Information provided —
-----
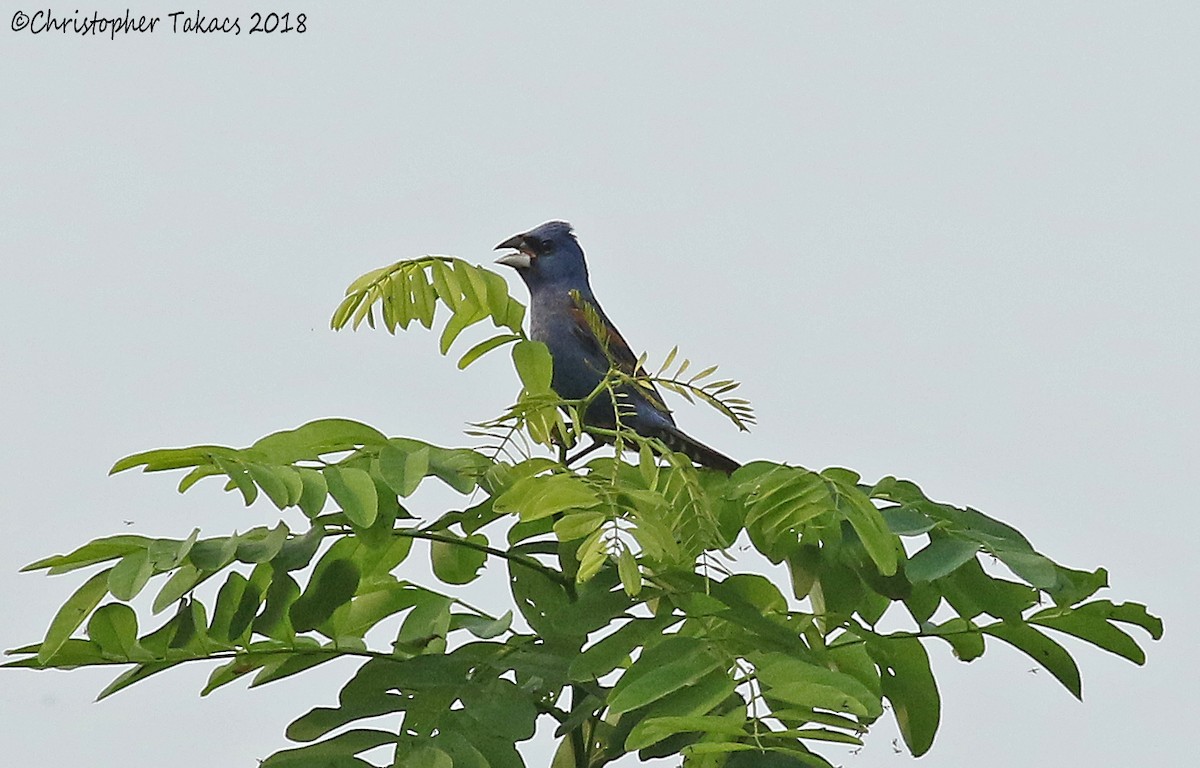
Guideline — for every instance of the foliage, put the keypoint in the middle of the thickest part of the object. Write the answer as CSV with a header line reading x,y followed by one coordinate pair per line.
-----
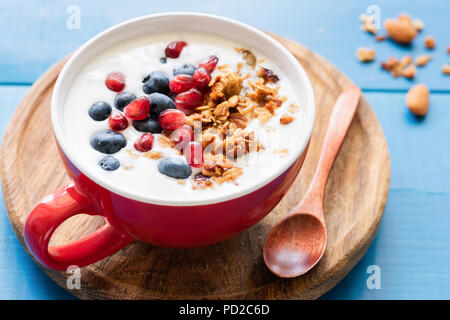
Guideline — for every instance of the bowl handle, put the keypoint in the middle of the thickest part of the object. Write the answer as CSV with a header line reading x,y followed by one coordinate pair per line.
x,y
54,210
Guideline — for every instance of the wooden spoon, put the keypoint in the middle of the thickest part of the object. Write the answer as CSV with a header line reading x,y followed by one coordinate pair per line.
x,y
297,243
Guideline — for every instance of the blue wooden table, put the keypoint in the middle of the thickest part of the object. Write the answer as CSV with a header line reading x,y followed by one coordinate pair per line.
-----
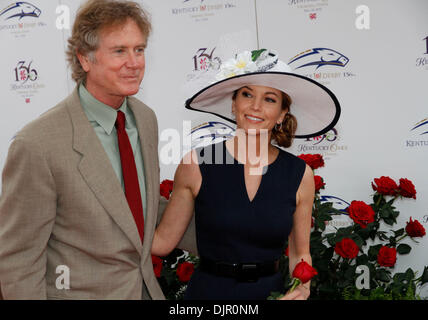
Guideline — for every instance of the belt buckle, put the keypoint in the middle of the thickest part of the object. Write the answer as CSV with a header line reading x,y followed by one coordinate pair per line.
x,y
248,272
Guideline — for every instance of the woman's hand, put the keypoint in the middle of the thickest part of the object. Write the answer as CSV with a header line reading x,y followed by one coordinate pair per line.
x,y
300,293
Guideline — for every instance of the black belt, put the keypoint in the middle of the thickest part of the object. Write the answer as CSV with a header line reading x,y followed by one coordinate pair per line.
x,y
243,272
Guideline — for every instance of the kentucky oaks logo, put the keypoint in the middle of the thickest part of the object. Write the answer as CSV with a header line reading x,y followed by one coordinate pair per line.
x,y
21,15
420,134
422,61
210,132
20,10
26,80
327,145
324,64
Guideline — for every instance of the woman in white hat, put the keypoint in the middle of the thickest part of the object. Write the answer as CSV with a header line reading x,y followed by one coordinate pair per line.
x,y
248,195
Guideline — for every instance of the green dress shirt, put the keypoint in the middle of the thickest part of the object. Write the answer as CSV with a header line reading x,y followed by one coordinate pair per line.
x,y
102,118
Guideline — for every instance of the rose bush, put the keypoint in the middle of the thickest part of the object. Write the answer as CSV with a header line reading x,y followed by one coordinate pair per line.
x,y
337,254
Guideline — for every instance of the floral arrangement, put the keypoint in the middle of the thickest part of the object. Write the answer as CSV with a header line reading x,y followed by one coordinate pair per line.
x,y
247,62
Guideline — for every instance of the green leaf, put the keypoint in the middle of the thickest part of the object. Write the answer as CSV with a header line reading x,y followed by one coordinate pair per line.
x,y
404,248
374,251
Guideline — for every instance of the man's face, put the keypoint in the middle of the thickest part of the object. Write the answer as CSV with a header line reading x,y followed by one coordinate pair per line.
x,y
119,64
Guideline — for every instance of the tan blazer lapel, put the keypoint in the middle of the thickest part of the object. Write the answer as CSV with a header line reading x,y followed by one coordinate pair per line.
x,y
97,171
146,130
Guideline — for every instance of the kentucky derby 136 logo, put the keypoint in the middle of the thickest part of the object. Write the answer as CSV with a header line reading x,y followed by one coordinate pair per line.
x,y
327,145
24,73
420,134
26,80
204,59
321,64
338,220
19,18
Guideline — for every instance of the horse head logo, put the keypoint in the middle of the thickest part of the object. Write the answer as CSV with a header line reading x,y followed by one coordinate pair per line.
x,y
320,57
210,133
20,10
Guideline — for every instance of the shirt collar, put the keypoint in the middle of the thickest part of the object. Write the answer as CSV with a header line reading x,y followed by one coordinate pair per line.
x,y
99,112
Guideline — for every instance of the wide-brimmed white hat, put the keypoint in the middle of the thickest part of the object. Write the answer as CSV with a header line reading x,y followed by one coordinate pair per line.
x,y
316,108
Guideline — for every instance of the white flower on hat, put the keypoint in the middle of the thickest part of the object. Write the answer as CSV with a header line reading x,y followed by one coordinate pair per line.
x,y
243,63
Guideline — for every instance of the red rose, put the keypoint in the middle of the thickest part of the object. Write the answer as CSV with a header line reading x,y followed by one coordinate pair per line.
-----
Your instructions — Rescale the data from the line that has "Guideline — for every instance of the horse" through the line that has "Guideline — for every instance of the red", both included, and write these lines out again with the requests kept. Multiply every coordinate in the answers by 0.7, rounding to whole numbers with halves going up, and leave the requests and their format samples unchanged.

Finished exercise —
Guideline — for every instance of the horse head logo, put the keypoint in the middle of the thickest part of the object. Write the answer as CSV with a header line reading x,y followed by one coordinate pair per line.
x,y
224,40
147,93
14,7
Guideline — for every instance of the shirt collar, put the keypoint in the middle of the thickest part of the object. Write the answer as CSV with a header line reading x,y followed by one coordinate pair per line.
x,y
69,78
Guideline — for every instance of the wide-brimmed white hat, put the keypoint in the middle of the thickest part of the object. Write the answer as CSV with a header line reading x,y followed by one coordinate pair per line.
x,y
221,76
Guideline — for every instance of the white flower on hat, put the keypoint in the middle of the thickest part of the object. Write the answer as CSV with a header line reading x,y followed by one coordinate pair per line.
x,y
170,44
Guideline — for every instance of the red rose, put the keypoint in the middle of the thickest part of the object. Write the answer as CSV with a header line reading x,y followed by one coordinate pair per line.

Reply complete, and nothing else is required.